(Document extract):
-- Start --
A novel public dataset for multimodal multiview and multispectral driver distraction analysis: 3MDAD

https://doi.org/10.1016/j.image.2020.115960Get rights and content

Highlights

  • Introducing a new extensive, multimodal, multiview and multispectral dataset.

  • Highlighting the issues observed in driving environments in day and night time.

  • Exploring public databases and providing an overview of some private datasets.

  • Assessing the relevance of using two cameras simultaneously in multiple viewpoints.

Abstract

Driver distraction and fatigue have become one of the leading causes of severe traffic accidents. Hence, driver inattention monitoring systems are crucial. Even with the growing development of advanced driver assistance systems and the introduction of third-level autonomous vehicles, this task is still trending and complex due to challenges such as the illumination change and the dynamic background. To reliably compare and validate driver inattention monitoring methods, a limited number of public datasets are available. In this paper, we put forward a public, well-structured and complete dataset, named Multiview, Multimodal and Multispectral Driver Action Dataset (3MDAD). The dataset is mainly composed of two sets: the first one recorded in daytime and the second one at nighttime. Each set consists of two synchronized data modalities, both from frontal and side views. More than 60 drivers are asked to execute 16 in-vehicle actions under a wide range of naturalistic driving settings. In contrast to other public datasets, 3MDAD presents multiple modalities, spectrums and views under different time and weather conditions. To highlight the utility of our dataset, we independently analyze the driver action recognition results adapted to each modality and those obtained of several combinations of modalities.
-- End --
(Your goal): Can you copy the entire 3MDAD paper excerpt word for word? Work from the 3MDAD paper excerpt alone.

Data listing
-- Start --
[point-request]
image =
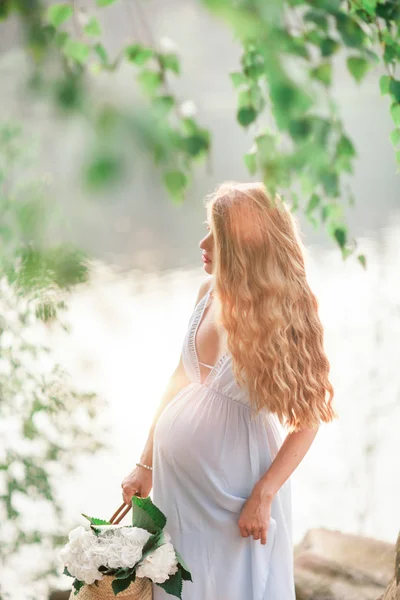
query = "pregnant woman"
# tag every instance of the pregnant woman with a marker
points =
(252, 365)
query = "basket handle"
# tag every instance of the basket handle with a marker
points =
(118, 515)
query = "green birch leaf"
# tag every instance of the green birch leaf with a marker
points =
(395, 112)
(170, 62)
(362, 260)
(313, 203)
(384, 84)
(238, 79)
(101, 53)
(59, 13)
(76, 50)
(176, 182)
(323, 73)
(92, 28)
(150, 81)
(340, 234)
(250, 160)
(138, 54)
(329, 46)
(246, 116)
(395, 137)
(394, 88)
(358, 67)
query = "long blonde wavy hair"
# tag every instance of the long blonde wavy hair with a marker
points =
(266, 307)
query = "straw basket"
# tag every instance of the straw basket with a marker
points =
(140, 589)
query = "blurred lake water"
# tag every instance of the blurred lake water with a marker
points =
(127, 331)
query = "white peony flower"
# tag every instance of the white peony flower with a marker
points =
(188, 109)
(159, 565)
(115, 547)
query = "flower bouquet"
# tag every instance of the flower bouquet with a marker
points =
(110, 559)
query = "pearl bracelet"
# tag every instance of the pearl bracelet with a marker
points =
(145, 466)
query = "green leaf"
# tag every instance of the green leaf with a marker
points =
(395, 112)
(318, 17)
(138, 54)
(238, 79)
(176, 182)
(340, 234)
(119, 585)
(150, 81)
(170, 62)
(345, 148)
(350, 31)
(266, 147)
(105, 168)
(395, 137)
(77, 585)
(186, 574)
(250, 160)
(384, 84)
(330, 183)
(300, 129)
(358, 67)
(124, 573)
(362, 260)
(164, 104)
(323, 73)
(394, 88)
(154, 542)
(101, 53)
(256, 97)
(76, 50)
(329, 46)
(370, 6)
(313, 203)
(195, 144)
(246, 116)
(95, 521)
(92, 28)
(59, 13)
(173, 585)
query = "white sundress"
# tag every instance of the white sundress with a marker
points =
(207, 455)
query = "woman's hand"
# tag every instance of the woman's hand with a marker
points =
(255, 515)
(138, 483)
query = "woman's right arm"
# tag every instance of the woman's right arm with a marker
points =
(139, 480)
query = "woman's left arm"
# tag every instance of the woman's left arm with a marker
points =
(256, 512)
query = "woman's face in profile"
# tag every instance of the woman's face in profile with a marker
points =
(206, 245)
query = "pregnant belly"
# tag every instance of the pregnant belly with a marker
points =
(187, 433)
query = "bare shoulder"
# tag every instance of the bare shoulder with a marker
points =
(204, 287)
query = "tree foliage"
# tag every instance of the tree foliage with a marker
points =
(285, 79)
(45, 422)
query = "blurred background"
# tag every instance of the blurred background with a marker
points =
(120, 334)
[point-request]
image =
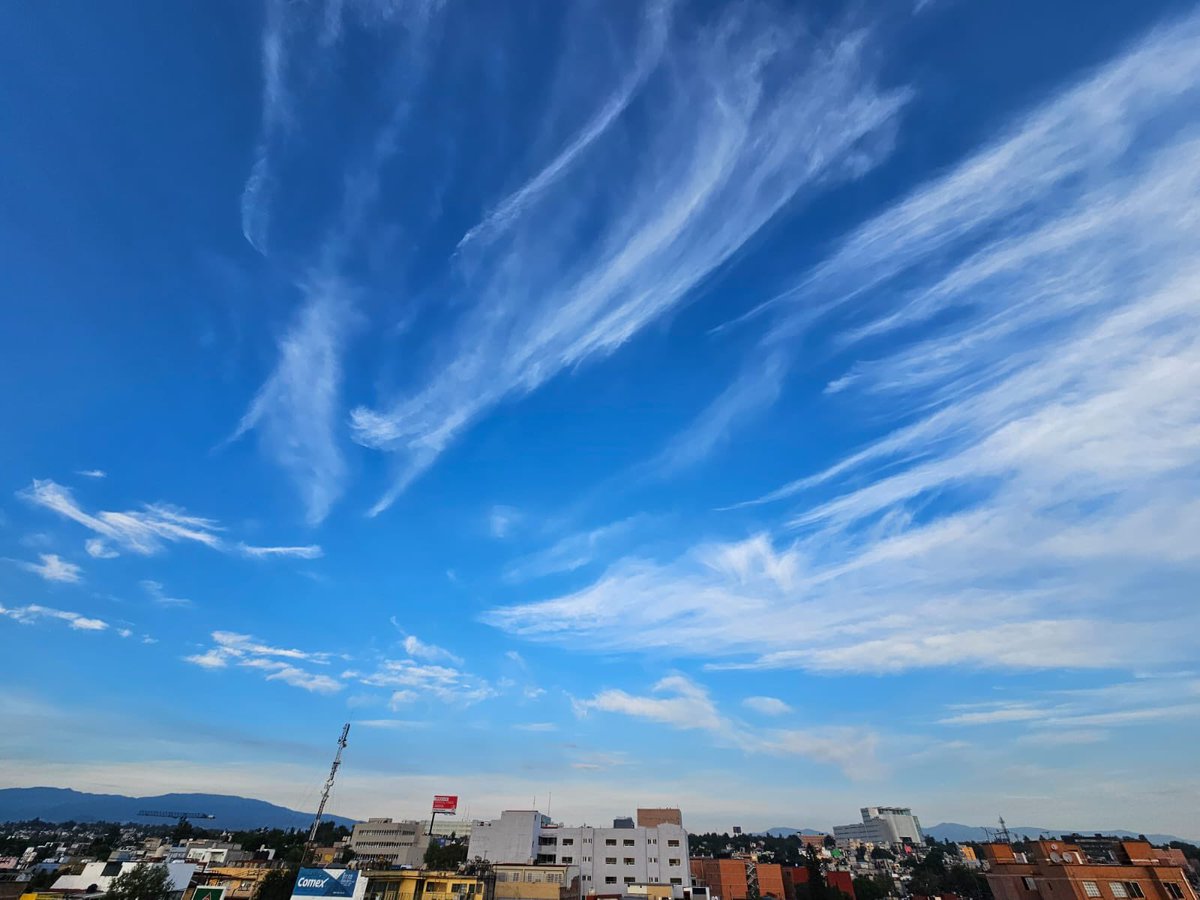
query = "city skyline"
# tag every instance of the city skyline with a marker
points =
(774, 409)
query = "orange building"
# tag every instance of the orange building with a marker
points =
(657, 816)
(773, 881)
(1057, 870)
(837, 879)
(724, 877)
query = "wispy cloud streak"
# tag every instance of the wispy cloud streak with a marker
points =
(1047, 408)
(741, 131)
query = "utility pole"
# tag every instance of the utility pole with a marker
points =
-- End --
(The response):
A novel public dataset for multimodal multiview and multispectral driver distraction analysis: 3MDAD

https://doi.org/10.1016/j.image.2020.115960Get rights and content

Highlights

  • Introducing a new extensive, multimodal, multiview and multispectral dataset.

  • Highlighting the issues observed in driving environments in day and night time.

  • Exploring public databases and providing an overview of some private datasets.

  • Assessing the relevance of using two cameras simultaneously in multiple viewpoints.

Abstract

Driver distraction and fatigue have become one of the leading causes of severe traffic accidents. Hence, driver inattention monitoring systems are crucial. Even with the growing development of advanced driver assistance systems and the introduction of third-level autonomous vehicles, this task is still trending and complex due to challenges such as the illumination change and the dynamic background. To reliably compare and validate driver inattention monitoring methods, a limited number of public datasets are available. In this paper, we put forward a public, well-structured and complete dataset, named Multiview, Multimodal and Multispectral Driver Action Dataset (3MDAD). The dataset is mainly composed of two sets: the first one recorded in daytime and the second one at nighttime. Each set consists of two synchronized data modalities, both from frontal and side views. More than 60 drivers are asked to execute 16 in-vehicle actions under a wide range of naturalistic driving settings. In contrast to other public datasets, 3MDAD presents multiple modalities, spectrums and views under different time and weather conditions. To highlight the utility of our dataset, we independently analyze the driver action recognition results adapted to each modality and those obtained of several combinations of modalities.